EXERCISE DESCRIPTION
Print the line containing "# provide one point per instance of the shoelace" and all lines after it to the end of the records below, exactly as written. No pictures.

** RECORDS SHOWN follows **

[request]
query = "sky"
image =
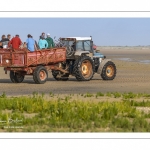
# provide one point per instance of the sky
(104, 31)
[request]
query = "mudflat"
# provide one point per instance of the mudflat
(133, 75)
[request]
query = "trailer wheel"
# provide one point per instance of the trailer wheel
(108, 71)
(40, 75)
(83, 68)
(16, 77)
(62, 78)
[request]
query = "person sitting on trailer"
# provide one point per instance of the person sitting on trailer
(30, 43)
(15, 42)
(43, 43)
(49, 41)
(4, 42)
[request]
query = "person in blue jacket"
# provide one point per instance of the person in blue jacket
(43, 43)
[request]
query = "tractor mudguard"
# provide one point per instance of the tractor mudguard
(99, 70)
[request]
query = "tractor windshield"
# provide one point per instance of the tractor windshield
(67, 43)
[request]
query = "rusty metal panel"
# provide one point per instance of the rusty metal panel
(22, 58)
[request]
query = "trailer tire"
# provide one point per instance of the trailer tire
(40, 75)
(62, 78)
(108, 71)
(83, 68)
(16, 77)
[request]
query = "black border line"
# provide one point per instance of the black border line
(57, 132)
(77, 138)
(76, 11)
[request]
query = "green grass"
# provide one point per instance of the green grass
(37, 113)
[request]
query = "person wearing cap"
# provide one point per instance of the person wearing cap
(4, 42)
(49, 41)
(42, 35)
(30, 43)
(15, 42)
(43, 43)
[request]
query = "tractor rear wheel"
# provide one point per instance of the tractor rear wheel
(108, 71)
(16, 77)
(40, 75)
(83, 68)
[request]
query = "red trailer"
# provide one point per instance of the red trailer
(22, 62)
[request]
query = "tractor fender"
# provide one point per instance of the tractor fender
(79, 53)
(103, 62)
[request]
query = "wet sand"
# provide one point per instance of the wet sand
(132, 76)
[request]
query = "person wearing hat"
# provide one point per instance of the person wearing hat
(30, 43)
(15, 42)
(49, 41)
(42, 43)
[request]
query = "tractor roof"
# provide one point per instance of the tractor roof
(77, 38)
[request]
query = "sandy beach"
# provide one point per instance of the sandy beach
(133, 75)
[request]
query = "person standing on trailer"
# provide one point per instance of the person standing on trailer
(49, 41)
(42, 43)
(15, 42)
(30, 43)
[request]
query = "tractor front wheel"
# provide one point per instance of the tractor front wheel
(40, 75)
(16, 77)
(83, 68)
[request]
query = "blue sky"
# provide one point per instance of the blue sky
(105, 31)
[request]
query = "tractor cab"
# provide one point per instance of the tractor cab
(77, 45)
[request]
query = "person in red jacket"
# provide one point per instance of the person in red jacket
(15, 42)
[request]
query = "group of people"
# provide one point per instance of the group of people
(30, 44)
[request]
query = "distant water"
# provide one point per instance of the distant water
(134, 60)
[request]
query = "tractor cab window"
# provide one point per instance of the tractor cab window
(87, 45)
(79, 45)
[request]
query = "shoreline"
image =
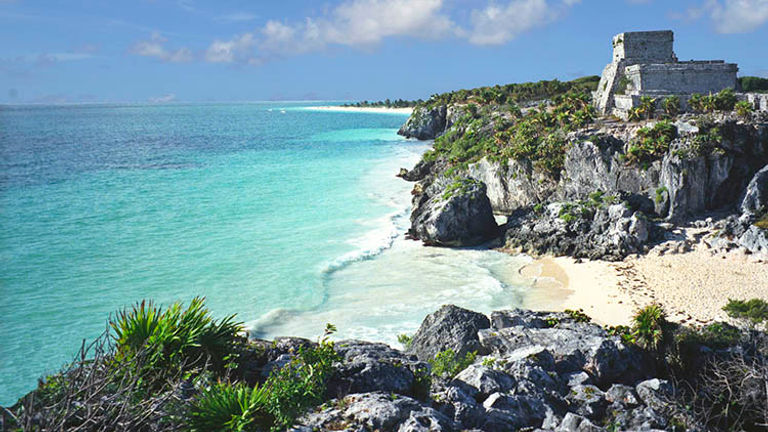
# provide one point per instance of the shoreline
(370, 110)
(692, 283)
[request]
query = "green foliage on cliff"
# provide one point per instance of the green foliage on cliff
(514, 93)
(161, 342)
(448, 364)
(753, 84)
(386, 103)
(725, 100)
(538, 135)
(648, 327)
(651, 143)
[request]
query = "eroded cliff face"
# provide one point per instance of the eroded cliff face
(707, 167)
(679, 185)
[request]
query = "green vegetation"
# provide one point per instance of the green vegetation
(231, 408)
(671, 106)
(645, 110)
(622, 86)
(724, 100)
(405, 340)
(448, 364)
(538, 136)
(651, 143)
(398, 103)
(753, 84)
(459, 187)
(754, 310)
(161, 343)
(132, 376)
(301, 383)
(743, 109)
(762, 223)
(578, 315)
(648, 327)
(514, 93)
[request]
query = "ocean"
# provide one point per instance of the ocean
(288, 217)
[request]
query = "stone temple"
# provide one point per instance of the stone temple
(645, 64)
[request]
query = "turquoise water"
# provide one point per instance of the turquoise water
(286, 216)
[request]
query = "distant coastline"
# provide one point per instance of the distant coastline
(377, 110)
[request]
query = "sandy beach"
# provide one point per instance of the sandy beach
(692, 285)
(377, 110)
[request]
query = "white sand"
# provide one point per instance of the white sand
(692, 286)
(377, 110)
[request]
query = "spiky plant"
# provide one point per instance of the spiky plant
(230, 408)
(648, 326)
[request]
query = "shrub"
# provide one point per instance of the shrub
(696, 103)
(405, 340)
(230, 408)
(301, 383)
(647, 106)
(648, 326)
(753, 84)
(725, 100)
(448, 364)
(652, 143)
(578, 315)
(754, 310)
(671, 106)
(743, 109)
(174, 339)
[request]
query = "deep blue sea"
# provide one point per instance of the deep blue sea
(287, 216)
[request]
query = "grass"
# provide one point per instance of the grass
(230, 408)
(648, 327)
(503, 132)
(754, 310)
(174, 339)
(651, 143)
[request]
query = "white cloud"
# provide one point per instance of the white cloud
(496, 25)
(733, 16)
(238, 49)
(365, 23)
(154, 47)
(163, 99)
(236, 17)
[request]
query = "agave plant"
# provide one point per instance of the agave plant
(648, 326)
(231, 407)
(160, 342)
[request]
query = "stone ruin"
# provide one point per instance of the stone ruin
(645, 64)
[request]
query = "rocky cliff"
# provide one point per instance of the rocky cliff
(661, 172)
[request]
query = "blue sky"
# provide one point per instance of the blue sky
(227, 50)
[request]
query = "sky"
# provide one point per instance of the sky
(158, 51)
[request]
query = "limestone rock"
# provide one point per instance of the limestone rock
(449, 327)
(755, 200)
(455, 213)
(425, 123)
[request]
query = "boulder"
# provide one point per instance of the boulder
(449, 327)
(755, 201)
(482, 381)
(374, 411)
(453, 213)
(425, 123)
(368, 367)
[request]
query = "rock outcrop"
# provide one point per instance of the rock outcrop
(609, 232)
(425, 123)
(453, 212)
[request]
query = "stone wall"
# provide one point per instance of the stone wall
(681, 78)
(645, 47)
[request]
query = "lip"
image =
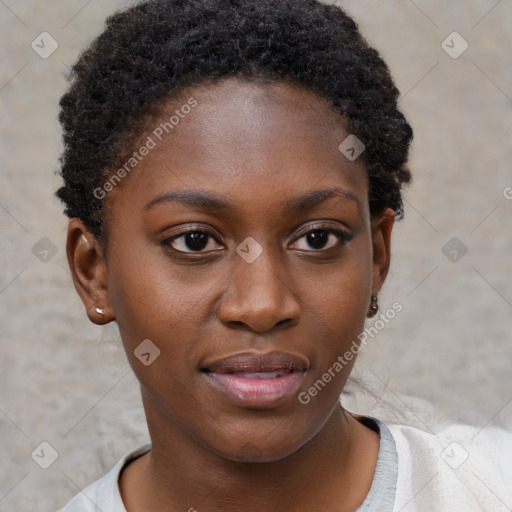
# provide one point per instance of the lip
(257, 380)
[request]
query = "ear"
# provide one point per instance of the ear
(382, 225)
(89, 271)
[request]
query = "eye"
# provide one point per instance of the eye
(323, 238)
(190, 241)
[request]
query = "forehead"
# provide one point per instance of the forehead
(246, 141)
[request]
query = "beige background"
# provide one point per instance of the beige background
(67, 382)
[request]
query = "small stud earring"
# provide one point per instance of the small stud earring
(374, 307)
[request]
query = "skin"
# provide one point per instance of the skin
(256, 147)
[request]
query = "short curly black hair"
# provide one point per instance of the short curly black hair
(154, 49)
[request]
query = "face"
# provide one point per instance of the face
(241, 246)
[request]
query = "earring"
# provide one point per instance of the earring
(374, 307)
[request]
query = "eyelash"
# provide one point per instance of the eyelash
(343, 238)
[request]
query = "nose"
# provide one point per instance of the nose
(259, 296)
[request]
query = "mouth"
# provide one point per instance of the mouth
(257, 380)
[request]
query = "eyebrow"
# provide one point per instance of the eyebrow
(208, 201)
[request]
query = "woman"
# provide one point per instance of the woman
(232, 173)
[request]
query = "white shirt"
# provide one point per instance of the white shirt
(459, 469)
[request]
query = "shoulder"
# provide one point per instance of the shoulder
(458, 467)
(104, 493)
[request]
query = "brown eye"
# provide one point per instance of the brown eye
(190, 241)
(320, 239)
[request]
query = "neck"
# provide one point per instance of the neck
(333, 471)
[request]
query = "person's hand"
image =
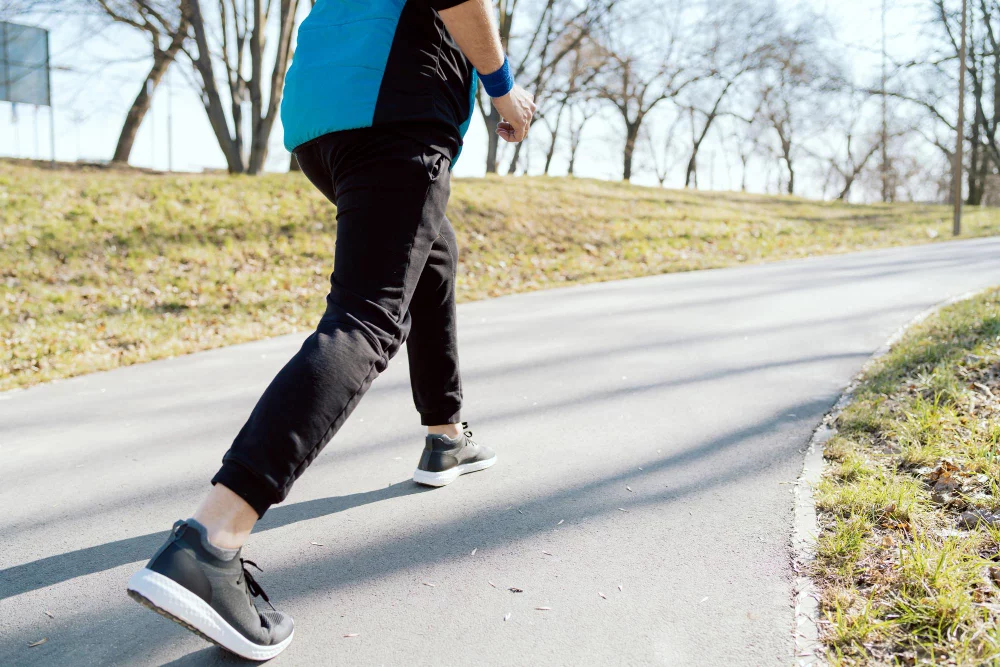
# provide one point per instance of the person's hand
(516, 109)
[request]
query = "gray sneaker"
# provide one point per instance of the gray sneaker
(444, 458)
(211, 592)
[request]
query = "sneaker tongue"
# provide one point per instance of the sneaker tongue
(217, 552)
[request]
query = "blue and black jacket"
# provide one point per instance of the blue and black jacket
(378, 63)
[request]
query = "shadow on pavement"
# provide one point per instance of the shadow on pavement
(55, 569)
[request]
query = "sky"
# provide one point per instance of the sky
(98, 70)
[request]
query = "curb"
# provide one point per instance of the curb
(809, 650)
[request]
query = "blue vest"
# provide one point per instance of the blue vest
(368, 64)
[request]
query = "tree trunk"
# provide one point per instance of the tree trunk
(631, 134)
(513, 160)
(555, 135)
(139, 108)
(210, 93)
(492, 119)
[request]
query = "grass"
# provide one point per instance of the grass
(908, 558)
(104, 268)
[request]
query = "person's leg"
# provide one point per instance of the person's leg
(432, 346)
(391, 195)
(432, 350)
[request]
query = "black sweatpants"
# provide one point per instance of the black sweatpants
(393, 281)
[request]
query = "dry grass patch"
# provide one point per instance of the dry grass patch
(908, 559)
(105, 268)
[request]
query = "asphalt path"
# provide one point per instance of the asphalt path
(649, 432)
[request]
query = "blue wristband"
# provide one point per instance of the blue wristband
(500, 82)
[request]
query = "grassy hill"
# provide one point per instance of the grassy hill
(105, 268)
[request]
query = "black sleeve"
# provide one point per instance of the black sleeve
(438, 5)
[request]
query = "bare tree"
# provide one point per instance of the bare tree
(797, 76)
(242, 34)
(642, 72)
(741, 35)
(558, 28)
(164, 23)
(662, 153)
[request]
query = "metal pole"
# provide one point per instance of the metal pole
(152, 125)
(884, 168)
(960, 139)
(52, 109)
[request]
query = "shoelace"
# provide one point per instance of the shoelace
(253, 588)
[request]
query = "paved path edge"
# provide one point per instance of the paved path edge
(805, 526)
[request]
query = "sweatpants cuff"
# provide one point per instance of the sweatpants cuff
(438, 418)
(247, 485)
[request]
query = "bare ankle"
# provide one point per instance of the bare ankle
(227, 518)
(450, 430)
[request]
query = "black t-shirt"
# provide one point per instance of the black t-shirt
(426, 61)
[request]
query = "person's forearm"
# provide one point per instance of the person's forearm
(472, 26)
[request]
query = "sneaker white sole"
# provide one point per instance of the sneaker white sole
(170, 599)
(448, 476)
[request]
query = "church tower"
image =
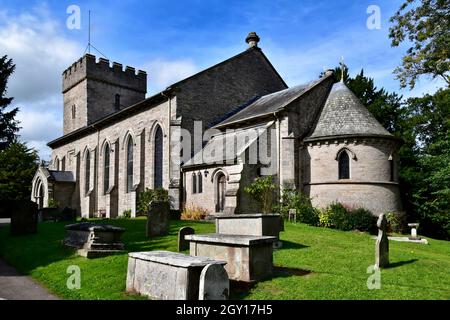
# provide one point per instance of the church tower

** End of RECORDS SHOWN **

TASK RESULT
# provide one point per instance of the shoelace
(253, 588)
[request]
query = "paved path edge"
# provide one point per instance of the paved path edge
(805, 526)
[request]
query = "sweatpants cuff"
# provide one point per instance of the sweatpants cuff
(438, 418)
(247, 485)
[request]
query = "bare ankle"
# provide one point per instance of the bare ankle
(227, 518)
(450, 430)
[request]
query = "black t-shirt"
# provide one point per instance of the black t-shirt
(426, 61)
[request]
query = "person's forearm"
# provide one point per instance of the person's forearm
(472, 26)
[request]
query = "sneaker white sole"
# provide one point per instance of the sneaker white sole
(170, 599)
(448, 476)
[request]
query = "church tower"
image =
# provide one point per instance of the church tower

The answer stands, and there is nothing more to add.